— START OF Extract —

Click here to Skip to main content
Click here to Skip to main content

zipstream, bzip2stream: iostream wrappers for the zlib and bzip2 libraries

By , 2 Oct 2003
 

Introduction

This article presents two zipped STL iostream implementation based on the library zlib (see download link above) and bzip2 (see download link above). This means that you can easily manipulate zipped streams like any other STL ostream/istream.

To give you an idea, consider following snippet that prints "Hello World":

ostringstream output_buffer;
// writing data
output_buffer<<"Hello world"<<endl 

Now, the same snippet but with zipped output using zlib:

// zip_ostream uses output_buffer as output buffer :)
zip_ostream zipper( output_buffer );

// writing data as usual
zipper<<"Hello world"<<endl 

or using bzip2:

// zip_ostream uses output_buffer as output buffer :)
bzip2_ostream bzipper( output_buffer );

// writing data as usual
bzipper<<"Hello world"<<endl 

As you can see adding zipped buffers into your existing applications is quite straightforward. To summarize, let's see some quick facts about zipstream and bzip2stream:

  • STL compliant,
  • any-stream-to-any-stream support,
  • char, wchar_t support,
  • fining tuning of compression properties,
  • support custom allocators (New!)

Why another wrapper? Why not use gzstream?

Writing wrappers around the zlib library is popular on CodeProject. If you search for 'zip' you will find at least 14 articles on the topic. Moreover, if you crawl on the web and especially on zlib home page, you can find dozens of other wrappers.

So why another wrapper? Well, none of the wrappers are fully STL compliant. Ok, this is not true since gzstream (see download link above) implements fstream-like STL streams. However, gzstream has three drawbacks:

  1. It does not allow buffer to buffer compression since it is based on gzip i/o methods: only file to buffer or buffer to file are supported,
  2. it is licensed under LGPL which makes it difficult to use in commercial apps,
  3. it does not support wchar_t

Last reason to write this wrapper: it is a good exercise to understand and implement iostreams.

Wrapper architecture

The three drawbacks of gzstream pushed me to re-implement an STL wrapper for zlib (and later on, do some cut and paste to get bzip2 working).

This wrapper takes a user defined i/ostream to write or read compressed data. This approach is quite flexible since the user can give any stream (istringstream, ifstream, or custom stream) to store or load the compressed data.

— END OF Extract —

**Task directions**
Edit the zipstream article by reproducing the passage starting at "bzip2_ostream bzipper( output_buffer" and ending at "not use gzstream?", with "straightforward" changed to "simple". The rows are not needed.

— START OF Stored data —

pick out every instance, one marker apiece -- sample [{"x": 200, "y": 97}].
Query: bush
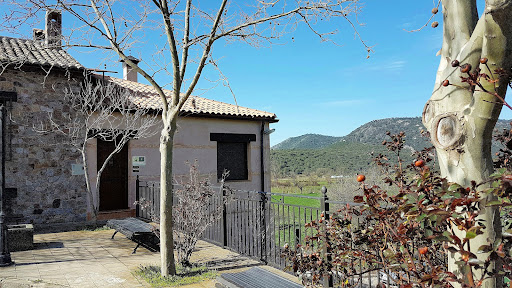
[
  {"x": 191, "y": 215},
  {"x": 410, "y": 228}
]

— END OF Stored data —

**Answer for the task**
bzip2_ostream bzipper( output_buffer );

// writing data as usual
bzipper<<"Hello world"<<endl 

As you can see adding zipped buffers into your existing applications is quite simple. To summarize, let's see some quick facts about zipstream and bzip2stream:

  • STL compliant,
  • any-stream-to-any-stream support,
  • char, wchar_t support,
  • fining tuning of compression properties,
  • support custom allocators (New!)

Why another wrapper? Why not use gzstream?